Page ->
+===+
The increased number of antennas in a MIMO system unlike its single antenna system counterpart, can use multiple channels for increased redundancy providing each channel with independent delay and losses. A common way to analyze performance based upon the number of bits is to calculate the bit-error rates (BER) using a variety of modulation techniques including BPSK, QPSK, 16-QAM and 64-QAM.

It is important to realize that MIMO systems will help achieve a higher capacity for data rates and much more. An advantage to these systems is the demand for higher bandwidth is not needed as the entire system runs on the same frequency. A common misconception for power requirements is if multiple transmit and receive antennas are used, then it would be consuming more. The total power consumption does not exceed the power of any SISO system. As the world evolves, the use of MIMO systems is being implemented globally and deployed at very large scales. MIMO techniques promote and enable non-line-of-sight installations, reduced electrical demands, lower BER, increased network range and lower levels of interference. Base and mobile stations from cellular carriers use a low number of antennas to drive a simpler, more cost-efficient design.

2. Basic Design Concepts

Receiver diversity is used in present cellular mobile systems to gain benefits for improving quality and uplink range. Error control coding can be combined with transmit diversity to achieve improved performance of multiple antenna transmission systems leading to coding gain advantages and diversity benefits. A drawback to this method is bandwidth expansion due to increased levels of code redundancy. Compiling error control coding with modulation and transmit diversity as a single block needs to be performed with space time codes. Space time coding makes it possible to achieve coding gain as well as diversity benefits without bandwidth expansion [3]. Some basic fundamental concepts of MIMO systems begin with understanding how they are used in the field.
+===+
(Stored data)
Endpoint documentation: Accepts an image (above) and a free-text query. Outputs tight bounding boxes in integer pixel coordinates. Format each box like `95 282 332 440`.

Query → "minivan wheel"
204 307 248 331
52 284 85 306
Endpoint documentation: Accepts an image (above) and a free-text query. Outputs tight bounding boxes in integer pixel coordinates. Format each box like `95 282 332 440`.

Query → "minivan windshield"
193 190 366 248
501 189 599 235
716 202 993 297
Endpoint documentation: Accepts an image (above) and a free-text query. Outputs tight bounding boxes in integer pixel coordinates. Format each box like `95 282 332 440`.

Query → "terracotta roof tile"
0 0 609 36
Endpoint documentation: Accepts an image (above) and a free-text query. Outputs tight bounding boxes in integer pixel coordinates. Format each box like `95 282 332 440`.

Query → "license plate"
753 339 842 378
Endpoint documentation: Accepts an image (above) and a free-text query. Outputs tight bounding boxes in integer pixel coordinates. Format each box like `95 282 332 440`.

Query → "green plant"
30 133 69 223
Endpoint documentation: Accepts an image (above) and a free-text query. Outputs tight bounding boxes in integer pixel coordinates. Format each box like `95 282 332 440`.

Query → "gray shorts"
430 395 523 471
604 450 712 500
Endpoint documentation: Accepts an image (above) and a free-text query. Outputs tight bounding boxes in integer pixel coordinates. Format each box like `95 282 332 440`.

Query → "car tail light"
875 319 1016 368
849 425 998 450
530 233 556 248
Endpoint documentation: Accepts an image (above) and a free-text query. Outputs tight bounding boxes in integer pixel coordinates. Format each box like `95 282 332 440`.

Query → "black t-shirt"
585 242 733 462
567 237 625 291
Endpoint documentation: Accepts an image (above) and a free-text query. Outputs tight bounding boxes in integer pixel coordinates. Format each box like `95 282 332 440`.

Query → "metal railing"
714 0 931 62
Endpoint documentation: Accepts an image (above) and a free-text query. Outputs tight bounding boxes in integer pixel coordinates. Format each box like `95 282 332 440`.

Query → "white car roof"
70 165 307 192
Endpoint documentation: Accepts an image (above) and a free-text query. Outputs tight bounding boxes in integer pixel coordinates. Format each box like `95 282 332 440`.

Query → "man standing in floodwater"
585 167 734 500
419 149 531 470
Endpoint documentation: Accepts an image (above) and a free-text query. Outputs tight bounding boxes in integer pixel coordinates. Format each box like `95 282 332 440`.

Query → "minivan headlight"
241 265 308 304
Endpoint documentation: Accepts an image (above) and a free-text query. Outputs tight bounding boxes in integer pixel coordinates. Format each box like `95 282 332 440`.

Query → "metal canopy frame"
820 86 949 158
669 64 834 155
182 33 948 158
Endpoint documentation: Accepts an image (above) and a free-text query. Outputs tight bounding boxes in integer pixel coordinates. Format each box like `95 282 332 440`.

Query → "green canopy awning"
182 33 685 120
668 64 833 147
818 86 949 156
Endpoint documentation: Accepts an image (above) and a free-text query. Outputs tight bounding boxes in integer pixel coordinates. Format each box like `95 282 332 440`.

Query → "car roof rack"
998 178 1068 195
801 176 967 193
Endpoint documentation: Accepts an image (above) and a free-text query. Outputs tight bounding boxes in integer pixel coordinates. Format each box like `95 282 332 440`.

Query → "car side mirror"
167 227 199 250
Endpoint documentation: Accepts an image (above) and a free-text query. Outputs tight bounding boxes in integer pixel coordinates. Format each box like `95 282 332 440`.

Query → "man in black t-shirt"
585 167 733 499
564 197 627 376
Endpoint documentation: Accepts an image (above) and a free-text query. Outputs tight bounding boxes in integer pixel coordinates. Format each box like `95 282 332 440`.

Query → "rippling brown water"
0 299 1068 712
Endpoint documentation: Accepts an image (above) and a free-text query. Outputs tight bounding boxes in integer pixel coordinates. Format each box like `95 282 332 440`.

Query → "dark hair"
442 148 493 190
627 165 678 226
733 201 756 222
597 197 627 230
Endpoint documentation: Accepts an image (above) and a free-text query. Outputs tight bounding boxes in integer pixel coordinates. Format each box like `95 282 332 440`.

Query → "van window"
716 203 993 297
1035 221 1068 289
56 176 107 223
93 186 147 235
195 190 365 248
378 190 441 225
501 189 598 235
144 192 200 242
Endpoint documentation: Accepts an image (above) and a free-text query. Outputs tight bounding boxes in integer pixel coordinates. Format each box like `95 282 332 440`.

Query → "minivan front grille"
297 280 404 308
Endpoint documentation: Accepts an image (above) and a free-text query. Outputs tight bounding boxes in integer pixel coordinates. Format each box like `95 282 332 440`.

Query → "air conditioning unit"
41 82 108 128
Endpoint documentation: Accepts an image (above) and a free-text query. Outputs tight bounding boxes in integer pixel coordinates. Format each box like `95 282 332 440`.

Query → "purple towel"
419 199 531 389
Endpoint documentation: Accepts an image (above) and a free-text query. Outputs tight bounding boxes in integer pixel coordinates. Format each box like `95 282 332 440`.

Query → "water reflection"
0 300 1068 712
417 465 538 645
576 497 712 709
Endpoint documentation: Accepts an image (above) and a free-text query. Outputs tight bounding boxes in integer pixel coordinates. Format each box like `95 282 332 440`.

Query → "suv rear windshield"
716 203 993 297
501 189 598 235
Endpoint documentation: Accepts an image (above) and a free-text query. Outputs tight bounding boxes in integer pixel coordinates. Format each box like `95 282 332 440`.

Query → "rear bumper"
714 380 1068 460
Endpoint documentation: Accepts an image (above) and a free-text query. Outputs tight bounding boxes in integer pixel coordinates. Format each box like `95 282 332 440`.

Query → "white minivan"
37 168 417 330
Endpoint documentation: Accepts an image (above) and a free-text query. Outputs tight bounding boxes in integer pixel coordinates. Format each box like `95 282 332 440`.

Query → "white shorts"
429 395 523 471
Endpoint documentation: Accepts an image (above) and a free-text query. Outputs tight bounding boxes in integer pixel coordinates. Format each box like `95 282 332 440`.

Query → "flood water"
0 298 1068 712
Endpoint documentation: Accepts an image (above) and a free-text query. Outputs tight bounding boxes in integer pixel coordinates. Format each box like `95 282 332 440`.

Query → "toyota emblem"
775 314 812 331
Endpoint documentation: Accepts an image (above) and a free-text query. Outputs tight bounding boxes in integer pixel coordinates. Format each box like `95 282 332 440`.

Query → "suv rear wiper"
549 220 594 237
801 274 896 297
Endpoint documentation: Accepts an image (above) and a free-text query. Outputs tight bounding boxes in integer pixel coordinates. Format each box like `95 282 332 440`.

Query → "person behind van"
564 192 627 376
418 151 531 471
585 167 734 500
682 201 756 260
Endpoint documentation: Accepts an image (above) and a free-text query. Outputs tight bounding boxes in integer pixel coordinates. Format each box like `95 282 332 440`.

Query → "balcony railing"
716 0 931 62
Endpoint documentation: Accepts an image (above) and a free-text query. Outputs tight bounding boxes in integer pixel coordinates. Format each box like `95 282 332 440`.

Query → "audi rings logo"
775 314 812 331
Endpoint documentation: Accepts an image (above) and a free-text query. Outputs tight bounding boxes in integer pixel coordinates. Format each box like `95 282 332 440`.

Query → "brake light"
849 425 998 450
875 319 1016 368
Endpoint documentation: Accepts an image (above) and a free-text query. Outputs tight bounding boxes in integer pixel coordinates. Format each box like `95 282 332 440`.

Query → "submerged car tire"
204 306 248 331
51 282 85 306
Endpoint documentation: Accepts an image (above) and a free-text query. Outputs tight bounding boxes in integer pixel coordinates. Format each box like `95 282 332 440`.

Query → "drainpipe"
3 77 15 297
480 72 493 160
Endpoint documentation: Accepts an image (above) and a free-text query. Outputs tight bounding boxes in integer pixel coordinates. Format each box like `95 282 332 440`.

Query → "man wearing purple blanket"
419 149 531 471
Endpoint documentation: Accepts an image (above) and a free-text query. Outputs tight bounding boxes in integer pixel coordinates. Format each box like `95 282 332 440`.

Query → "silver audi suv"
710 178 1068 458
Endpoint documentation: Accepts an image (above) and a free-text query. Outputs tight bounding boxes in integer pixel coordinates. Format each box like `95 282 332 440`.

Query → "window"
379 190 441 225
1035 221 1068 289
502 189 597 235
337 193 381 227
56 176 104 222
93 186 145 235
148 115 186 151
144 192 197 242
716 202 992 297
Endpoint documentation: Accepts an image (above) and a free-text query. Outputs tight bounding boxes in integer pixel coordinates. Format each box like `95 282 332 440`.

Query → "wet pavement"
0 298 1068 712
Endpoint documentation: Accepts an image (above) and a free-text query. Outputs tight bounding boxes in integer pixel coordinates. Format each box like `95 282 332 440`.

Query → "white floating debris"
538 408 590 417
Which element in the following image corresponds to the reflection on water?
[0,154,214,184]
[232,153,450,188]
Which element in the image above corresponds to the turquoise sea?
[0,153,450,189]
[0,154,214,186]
+===+
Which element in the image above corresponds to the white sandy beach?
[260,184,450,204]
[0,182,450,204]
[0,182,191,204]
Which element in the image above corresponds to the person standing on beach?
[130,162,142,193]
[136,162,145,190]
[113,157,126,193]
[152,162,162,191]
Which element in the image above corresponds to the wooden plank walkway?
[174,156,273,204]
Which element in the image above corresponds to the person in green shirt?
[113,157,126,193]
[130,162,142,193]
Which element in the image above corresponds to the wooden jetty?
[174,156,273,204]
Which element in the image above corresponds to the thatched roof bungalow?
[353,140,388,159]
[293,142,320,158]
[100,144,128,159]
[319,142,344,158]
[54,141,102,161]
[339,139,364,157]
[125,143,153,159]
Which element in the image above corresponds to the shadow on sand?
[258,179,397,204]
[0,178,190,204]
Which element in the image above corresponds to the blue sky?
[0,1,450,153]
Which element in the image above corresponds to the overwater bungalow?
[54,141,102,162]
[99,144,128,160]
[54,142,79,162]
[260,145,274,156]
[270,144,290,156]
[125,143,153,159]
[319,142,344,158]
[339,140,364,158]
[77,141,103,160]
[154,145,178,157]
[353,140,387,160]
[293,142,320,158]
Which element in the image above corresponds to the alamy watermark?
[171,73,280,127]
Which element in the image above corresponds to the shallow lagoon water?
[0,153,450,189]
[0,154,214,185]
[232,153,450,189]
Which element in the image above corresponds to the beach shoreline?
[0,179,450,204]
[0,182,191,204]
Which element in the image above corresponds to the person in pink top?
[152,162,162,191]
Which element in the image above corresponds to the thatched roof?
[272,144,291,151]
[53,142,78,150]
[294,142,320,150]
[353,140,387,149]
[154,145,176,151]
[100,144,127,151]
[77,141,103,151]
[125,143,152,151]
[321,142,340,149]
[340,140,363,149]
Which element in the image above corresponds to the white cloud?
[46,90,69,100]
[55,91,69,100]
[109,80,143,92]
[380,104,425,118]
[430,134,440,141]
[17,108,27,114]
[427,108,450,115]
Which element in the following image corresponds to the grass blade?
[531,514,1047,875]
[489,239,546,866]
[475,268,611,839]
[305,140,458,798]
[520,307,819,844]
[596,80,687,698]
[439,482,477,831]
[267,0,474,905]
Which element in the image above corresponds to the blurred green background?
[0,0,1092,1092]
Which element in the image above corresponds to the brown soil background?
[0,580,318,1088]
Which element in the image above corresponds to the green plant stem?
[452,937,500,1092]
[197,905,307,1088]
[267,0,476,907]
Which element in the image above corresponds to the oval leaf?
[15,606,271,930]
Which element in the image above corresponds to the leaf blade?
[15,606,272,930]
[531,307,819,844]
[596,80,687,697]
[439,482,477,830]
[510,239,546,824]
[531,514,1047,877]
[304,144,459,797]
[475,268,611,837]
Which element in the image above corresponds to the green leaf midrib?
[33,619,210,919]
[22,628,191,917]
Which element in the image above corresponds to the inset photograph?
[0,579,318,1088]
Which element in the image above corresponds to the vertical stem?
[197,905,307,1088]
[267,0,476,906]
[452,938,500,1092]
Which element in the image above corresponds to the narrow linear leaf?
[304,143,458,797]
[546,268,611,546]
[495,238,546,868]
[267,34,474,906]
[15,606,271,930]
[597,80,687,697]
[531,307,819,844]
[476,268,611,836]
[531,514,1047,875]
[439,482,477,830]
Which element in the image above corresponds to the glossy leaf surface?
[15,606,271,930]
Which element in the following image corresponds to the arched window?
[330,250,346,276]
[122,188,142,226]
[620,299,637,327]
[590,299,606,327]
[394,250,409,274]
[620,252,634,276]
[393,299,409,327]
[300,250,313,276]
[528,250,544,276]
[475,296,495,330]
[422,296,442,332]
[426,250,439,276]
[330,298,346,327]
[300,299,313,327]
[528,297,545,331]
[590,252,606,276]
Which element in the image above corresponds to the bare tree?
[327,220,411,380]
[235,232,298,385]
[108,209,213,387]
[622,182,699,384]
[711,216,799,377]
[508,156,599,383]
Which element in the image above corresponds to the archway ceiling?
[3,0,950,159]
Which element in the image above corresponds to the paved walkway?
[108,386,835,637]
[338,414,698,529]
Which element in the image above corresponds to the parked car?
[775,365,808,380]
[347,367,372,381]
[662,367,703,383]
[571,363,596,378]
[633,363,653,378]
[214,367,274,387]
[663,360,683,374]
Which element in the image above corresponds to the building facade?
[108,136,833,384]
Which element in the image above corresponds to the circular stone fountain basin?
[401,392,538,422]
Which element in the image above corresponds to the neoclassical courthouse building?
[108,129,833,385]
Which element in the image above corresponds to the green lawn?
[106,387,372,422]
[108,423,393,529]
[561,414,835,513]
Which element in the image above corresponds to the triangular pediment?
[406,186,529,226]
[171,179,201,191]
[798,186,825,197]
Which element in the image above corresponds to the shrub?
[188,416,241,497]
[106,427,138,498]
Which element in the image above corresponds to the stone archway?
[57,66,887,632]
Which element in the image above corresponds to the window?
+===+
Short problem A ->
Reproduce the MIMO passage from "It is important" to "more cost-efficient design.", inclusive.
Short problem B ->
According to the MIMO passage, why do MIMO systems not demand higher bandwidth? Answer in one to three sentences.
Short problem C ->
Answer these questions from the MIMO passage, one per line:
(i) Which modulation techniques are listed for calculating bit-error rates?
(ii) What do present cellular mobile systems use receiver diversity to improve?
(iii) Why do base and mobile stations from cellular carriers use a low number of antennas?
The rows have no connection to the MIMO passage.

Finished answer A ->
It is important to realize that MIMO systems will help achieve a higher capacity for data rates and much more. An advantage to these systems is the demand for higher bandwidth is not needed as the entire system runs on the same frequency. A common misconception for power requirements is if multiple transmit and receive antennas are used, then it would be consuming more. The total power consumption does not exceed the power of any SISO system. As the world evolves, the use of MIMO systems is being implemented globally and deployed at very large scales. MIMO techniques promote and enable non-line-of-sight installations, reduced electrical demands, lower BER, increased network range and lower levels of interference. Base and mobile stations from cellular carriers use a low number of antennas to drive a simpler, more cost-efficient design.

Finished answer B ->
MIMO systems do not need higher bandwidth because the entire system runs on the same frequency.

Finished answer C ->
(i) BPSK, QPSK, 16-QAM and 64-QAM.
(ii) Quality and uplink range.
(iii) To drive a simpler, more cost-efficient design.